• _Task brief_
Could you write out the items below again, substituting "Locate" for every "Spot" and leaving everything else unchanged?

═════ Records to process

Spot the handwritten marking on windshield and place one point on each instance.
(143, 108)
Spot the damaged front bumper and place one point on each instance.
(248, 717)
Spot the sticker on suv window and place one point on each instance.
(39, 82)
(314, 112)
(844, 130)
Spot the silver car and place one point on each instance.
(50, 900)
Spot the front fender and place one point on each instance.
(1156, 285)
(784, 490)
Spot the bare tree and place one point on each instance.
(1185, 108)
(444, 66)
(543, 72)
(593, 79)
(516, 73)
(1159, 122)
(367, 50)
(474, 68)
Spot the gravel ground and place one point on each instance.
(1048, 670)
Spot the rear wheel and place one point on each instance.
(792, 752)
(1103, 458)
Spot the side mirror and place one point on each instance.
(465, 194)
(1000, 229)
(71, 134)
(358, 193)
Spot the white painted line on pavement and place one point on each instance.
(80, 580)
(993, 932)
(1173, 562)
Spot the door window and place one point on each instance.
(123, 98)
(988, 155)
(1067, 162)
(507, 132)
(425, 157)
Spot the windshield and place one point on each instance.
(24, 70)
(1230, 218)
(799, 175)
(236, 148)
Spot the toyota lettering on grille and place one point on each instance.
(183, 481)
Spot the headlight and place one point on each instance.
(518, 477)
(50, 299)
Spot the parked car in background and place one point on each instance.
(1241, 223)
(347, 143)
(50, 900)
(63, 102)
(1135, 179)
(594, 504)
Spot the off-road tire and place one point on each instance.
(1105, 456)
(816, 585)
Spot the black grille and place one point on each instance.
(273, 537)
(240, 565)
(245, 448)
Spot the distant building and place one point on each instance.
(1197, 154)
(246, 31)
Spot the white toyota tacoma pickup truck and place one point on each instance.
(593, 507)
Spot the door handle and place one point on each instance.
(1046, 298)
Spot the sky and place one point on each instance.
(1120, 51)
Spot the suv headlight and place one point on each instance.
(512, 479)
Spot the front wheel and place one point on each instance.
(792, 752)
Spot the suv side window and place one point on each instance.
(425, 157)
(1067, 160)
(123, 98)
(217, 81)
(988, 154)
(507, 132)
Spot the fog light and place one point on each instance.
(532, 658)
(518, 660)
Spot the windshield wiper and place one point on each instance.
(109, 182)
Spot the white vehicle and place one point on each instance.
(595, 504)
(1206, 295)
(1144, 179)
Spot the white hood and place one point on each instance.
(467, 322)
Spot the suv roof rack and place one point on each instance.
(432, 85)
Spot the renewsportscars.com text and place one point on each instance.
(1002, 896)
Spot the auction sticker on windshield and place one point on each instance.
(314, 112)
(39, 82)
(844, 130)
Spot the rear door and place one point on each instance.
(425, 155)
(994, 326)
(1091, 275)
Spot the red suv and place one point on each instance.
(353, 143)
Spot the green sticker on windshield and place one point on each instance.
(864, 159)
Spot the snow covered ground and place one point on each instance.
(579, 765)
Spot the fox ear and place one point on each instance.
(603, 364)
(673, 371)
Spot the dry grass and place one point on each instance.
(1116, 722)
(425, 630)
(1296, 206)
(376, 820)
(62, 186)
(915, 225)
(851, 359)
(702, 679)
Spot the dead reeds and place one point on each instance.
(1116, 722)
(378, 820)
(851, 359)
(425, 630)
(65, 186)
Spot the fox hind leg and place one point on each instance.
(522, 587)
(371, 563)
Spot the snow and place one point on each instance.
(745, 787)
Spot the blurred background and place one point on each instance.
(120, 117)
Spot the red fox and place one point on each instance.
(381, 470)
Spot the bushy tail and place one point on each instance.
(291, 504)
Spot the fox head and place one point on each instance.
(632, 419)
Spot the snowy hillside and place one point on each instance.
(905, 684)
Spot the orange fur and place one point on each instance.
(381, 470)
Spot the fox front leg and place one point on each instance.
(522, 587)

══════════

• _Response below_
Locate the handwritten marking on windshield and place one point on each instance.
(143, 108)
Locate the damaged front bumper and place one point on each instance.
(248, 717)
Locate the sticker on suv window and place one point on each instance.
(39, 82)
(314, 112)
(844, 130)
Locate the silver car and place one point on each instance.
(50, 900)
Locate the front fender and place one point on each instance.
(1156, 285)
(784, 490)
Locate the bare tree and place one point on each instance.
(1185, 108)
(444, 66)
(543, 72)
(593, 79)
(516, 73)
(1159, 122)
(367, 50)
(474, 68)
Locate the gravel ground and place one point on each instance.
(1048, 670)
Locate the rear wheel and place one point on each instance.
(792, 752)
(1103, 458)
Locate the side mirror and place one point on each instance.
(465, 194)
(1000, 229)
(71, 134)
(358, 193)
Locate the white painted line on pavement and place one point on each instance.
(80, 580)
(993, 932)
(1173, 562)
Locate the door window and place one point on each instance.
(123, 98)
(988, 155)
(1067, 162)
(507, 132)
(425, 157)
Locate the windshield and place one point on each instance.
(24, 70)
(1230, 218)
(799, 175)
(236, 148)
Locate the toyota lettering on grille and place one point on each instance.
(183, 481)
Locate the headlight and place one point on each instance.
(518, 477)
(50, 299)
Locate the parked car in background and place one point on each instance.
(1241, 223)
(347, 143)
(50, 900)
(63, 102)
(1135, 179)
(594, 504)
Locate the off-road tire and place one point on each instance.
(1105, 456)
(816, 585)
Locate the black grille and place one point on each instance.
(273, 537)
(240, 565)
(245, 448)
Locate the distant building and place one point on each instance.
(1197, 154)
(246, 31)
Locate the white toyota tacoma pickup truck and place one point on each instance.
(593, 507)
Locate the door handle and place one point on each instance.
(1046, 298)
Locate the sky and place one point on each instance.
(1120, 51)
Locate the suv headlight and place one point on each instance.
(512, 479)
Locate the front wheel and place one point on each instance.
(792, 752)
Locate the suv side window and place one point on each instance.
(425, 157)
(1067, 160)
(123, 98)
(217, 81)
(988, 154)
(507, 132)
Locate the fog light and place one point on each instance.
(532, 658)
(518, 660)
Locate the windshield wiper and place one point on each instance.
(109, 182)
Locate the white vehicle and place one point on each instance.
(595, 504)
(1206, 295)
(1144, 179)
Locate the white hood and place one point on each instance.
(467, 322)
Locate the suv roof rack and place one point on each instance.
(432, 85)
Locate the renewsportscars.com text and place one point on each instance.
(1002, 896)
Locate the auction sticker on windshield and place one point on each instance.
(314, 112)
(39, 82)
(844, 130)
Locate the rear door and place one point on each instance.
(425, 155)
(994, 326)
(1091, 275)
Locate the red suv and place one point on each instance.
(353, 143)
Locate the green sticker on windshield and place one point on each instance.
(864, 159)
Locate the snow covered ground and place one point on each instance.
(579, 765)
Locate the fox ear and place one point on each instance.
(603, 364)
(673, 371)
Locate the dry grass and place one point on each instance.
(1116, 722)
(425, 630)
(1296, 206)
(376, 820)
(62, 186)
(915, 225)
(851, 359)
(702, 679)
Locate the dead reeds and place one point on each instance.
(1116, 722)
(378, 820)
(851, 359)
(425, 630)
(65, 186)
Locate the fox hind leg and place one point on each instance.
(522, 587)
(371, 563)
Locate the snow and place one point on each instance.
(745, 787)
Locate the blurred background and place one point on each instance.
(120, 117)
Locate the red fox and place one point on each instance.
(381, 470)
Locate the bushy tail and place one point on each instance.
(291, 504)
Locate the fox head and place one point on each instance.
(632, 419)
Locate the snowy hillside and place one point on each instance.
(905, 684)
Locate the orange fur and place one point on each instance.
(381, 470)
Locate the fox front leg and place one point on each instance.
(522, 587)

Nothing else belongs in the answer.